> [MATERIAL TO PROCESS]:
|---|

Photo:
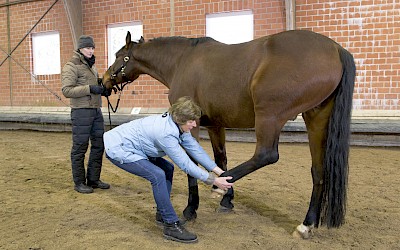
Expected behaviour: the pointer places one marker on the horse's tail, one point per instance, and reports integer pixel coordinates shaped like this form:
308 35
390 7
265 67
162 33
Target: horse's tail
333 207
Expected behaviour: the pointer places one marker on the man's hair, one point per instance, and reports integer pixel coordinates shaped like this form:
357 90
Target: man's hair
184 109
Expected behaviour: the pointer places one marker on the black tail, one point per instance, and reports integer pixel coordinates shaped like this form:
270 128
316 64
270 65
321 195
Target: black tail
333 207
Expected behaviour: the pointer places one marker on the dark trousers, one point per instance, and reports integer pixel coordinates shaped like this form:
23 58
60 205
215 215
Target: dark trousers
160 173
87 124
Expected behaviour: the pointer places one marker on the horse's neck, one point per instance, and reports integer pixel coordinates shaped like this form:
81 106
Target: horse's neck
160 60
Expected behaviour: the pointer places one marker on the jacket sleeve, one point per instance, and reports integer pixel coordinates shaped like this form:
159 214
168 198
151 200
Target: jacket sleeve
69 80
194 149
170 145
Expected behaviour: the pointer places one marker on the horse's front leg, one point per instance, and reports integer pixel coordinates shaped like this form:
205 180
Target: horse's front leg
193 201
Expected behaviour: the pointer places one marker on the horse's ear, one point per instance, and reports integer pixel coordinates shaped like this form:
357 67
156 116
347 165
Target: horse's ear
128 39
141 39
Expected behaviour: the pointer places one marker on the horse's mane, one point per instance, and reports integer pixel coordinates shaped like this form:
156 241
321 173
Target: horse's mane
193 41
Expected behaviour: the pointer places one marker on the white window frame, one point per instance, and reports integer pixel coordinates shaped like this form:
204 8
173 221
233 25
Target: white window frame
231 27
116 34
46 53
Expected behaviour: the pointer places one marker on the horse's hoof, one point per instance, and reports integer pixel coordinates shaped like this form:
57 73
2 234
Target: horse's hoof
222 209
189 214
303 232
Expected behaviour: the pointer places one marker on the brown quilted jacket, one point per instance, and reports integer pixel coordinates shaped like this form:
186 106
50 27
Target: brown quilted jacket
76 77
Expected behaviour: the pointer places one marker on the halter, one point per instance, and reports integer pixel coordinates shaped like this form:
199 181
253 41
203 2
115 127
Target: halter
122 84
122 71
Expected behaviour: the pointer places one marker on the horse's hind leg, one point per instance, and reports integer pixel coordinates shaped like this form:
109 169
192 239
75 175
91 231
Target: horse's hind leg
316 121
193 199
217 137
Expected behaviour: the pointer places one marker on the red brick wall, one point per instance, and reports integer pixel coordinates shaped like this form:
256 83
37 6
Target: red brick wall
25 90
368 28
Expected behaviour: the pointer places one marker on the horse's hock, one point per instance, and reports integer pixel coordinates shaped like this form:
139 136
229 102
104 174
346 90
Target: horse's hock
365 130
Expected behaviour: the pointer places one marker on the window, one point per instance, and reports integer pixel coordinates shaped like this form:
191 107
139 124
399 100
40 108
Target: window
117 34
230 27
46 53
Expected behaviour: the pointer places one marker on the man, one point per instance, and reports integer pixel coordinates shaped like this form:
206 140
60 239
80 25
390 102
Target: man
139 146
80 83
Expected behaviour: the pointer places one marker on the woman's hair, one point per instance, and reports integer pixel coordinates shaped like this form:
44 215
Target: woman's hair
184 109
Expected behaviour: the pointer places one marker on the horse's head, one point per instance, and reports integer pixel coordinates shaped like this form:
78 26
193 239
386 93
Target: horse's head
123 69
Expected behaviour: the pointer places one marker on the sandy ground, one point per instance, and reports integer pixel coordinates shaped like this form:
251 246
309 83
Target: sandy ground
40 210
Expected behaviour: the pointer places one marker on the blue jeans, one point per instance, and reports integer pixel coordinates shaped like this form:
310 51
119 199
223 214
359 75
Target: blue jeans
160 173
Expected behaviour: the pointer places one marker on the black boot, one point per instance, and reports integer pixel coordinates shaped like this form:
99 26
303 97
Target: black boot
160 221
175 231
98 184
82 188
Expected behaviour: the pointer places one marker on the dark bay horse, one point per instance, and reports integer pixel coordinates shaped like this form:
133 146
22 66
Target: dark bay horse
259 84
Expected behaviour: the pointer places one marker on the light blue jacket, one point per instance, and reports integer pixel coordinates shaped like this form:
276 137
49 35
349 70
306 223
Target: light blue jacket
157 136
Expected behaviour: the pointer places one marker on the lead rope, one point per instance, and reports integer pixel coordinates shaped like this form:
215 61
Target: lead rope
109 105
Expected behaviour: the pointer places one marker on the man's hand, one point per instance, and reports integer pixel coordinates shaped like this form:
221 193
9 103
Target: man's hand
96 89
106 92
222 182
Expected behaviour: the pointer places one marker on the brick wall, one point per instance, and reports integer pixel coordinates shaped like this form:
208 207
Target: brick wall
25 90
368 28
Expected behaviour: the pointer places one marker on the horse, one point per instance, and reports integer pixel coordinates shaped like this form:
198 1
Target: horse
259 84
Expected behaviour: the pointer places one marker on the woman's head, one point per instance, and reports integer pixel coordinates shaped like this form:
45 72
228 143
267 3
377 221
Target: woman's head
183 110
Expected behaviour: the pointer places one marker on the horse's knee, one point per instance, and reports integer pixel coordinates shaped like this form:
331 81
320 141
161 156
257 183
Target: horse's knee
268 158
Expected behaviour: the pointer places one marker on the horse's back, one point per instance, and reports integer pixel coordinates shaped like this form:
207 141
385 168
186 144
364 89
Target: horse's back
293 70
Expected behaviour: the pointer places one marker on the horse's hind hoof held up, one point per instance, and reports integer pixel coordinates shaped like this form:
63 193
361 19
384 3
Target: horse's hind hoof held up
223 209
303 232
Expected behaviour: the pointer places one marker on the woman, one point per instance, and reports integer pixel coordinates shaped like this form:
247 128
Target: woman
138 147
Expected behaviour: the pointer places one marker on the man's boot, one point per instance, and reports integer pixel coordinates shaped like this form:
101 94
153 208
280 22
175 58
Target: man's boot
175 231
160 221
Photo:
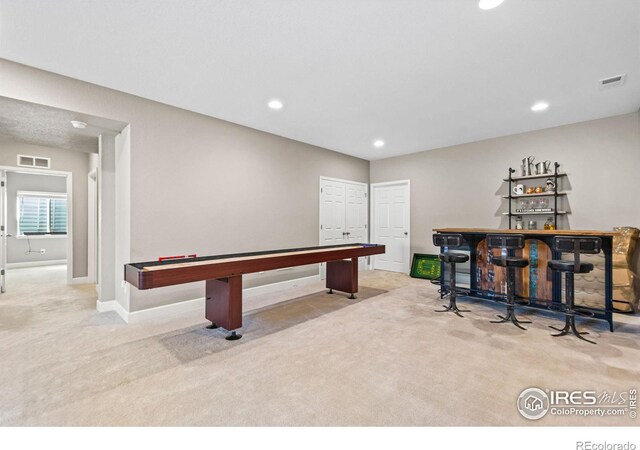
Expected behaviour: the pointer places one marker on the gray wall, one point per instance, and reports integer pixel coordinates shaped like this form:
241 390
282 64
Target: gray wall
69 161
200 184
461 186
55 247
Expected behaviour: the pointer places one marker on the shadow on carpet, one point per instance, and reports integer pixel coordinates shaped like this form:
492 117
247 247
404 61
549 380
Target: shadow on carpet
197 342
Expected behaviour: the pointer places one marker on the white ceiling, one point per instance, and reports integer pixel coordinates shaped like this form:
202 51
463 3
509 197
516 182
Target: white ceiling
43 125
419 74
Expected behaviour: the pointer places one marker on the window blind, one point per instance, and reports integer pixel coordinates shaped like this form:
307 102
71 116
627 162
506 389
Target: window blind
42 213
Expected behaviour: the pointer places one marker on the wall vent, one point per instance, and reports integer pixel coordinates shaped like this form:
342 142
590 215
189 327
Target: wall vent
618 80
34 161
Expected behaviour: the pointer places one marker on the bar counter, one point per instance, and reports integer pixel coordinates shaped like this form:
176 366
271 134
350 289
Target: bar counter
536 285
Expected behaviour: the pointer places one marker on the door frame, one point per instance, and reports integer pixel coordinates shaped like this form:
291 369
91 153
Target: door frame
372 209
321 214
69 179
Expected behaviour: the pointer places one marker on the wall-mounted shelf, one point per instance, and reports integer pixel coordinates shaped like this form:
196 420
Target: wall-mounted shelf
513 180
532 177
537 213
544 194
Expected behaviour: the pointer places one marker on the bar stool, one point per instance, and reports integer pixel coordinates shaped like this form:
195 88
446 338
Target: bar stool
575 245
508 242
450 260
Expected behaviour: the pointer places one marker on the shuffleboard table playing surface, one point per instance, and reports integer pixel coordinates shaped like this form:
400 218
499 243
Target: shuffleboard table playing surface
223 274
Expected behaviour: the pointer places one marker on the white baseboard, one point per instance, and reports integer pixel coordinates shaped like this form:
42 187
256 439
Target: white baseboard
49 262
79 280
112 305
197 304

|---|

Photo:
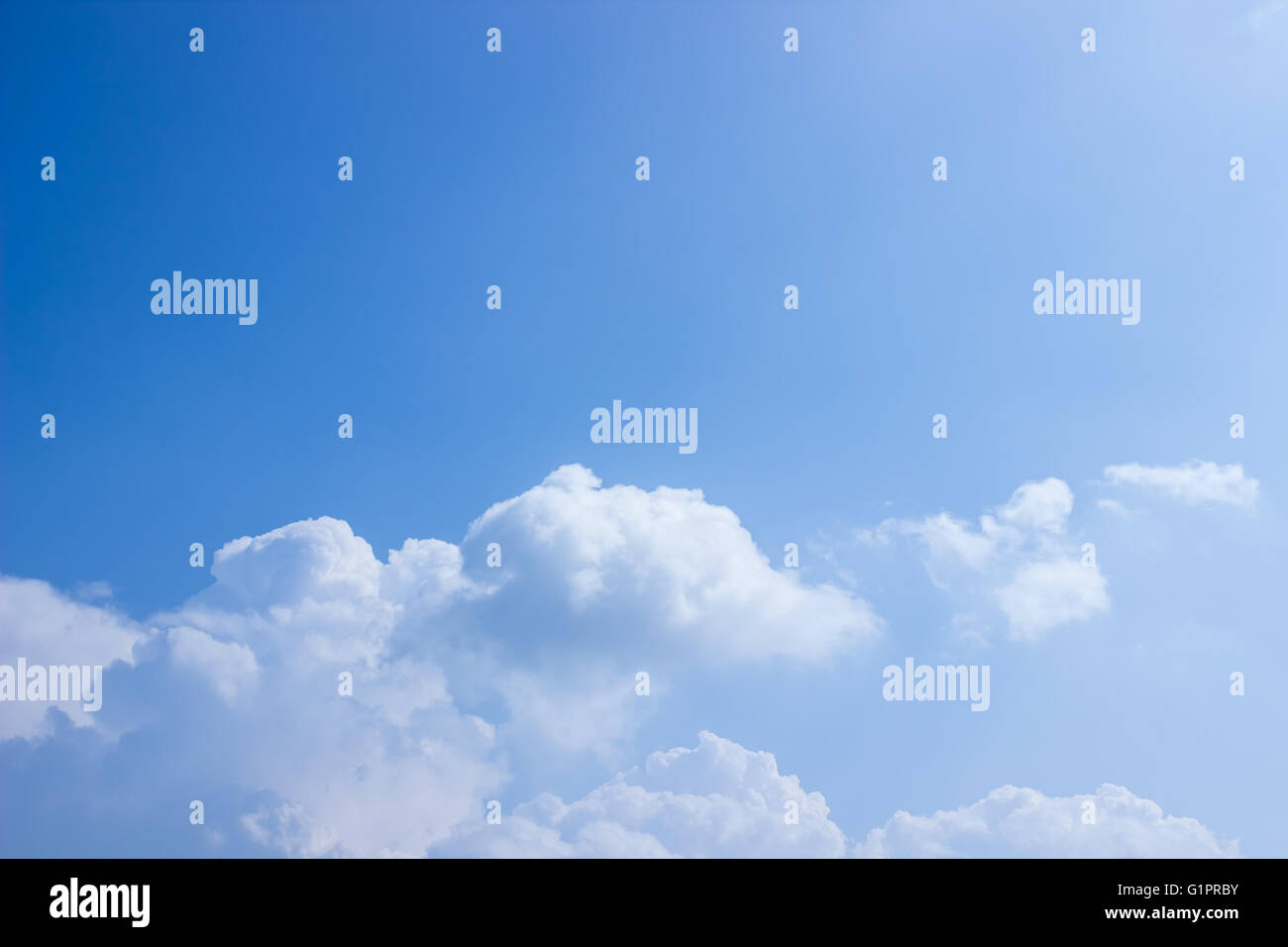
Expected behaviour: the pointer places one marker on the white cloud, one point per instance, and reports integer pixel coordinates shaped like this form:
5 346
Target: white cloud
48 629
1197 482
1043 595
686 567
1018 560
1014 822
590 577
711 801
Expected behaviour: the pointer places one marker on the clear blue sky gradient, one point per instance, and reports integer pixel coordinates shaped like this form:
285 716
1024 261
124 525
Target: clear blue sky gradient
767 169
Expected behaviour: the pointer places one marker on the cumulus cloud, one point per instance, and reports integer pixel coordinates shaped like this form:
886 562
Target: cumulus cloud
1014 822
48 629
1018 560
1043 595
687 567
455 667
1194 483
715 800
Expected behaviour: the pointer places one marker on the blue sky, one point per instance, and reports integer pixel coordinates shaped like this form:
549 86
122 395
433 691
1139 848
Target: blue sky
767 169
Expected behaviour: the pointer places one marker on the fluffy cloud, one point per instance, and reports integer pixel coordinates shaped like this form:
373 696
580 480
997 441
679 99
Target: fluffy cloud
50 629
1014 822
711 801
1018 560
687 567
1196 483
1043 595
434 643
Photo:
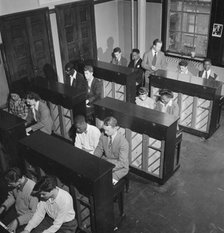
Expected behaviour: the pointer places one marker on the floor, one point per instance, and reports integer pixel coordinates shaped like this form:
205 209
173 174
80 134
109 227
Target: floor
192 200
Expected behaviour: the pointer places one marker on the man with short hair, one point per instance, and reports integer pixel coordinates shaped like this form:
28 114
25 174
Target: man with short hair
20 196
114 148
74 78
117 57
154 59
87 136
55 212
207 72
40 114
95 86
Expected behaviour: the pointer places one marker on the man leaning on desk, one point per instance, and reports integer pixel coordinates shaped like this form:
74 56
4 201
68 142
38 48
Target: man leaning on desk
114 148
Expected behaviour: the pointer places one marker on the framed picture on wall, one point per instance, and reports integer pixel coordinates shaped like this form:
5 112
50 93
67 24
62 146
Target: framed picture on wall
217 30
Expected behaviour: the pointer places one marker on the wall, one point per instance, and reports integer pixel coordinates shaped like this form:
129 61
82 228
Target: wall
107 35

|---|

> [ACTIVITY]:
Within the listing above, extract exactly the lines from the line with "Expected behaviour: the pointer places one marker on the sandy" to the line with "blue jeans, one", the two named lines included, and no others.

> [SOLUTION TO THE EXERCISE]:
Expected behaviour: the pointer places one marker on the sandy ground, one point per instance, and reports integer pixel coordinates shaped like this form:
251 246
309 83
Target: sandy ground
40 210
Expected behaviour: the pointer places one marker on the blue jeans, one point per instance, and reports integer pixel coordinates shaped like this form:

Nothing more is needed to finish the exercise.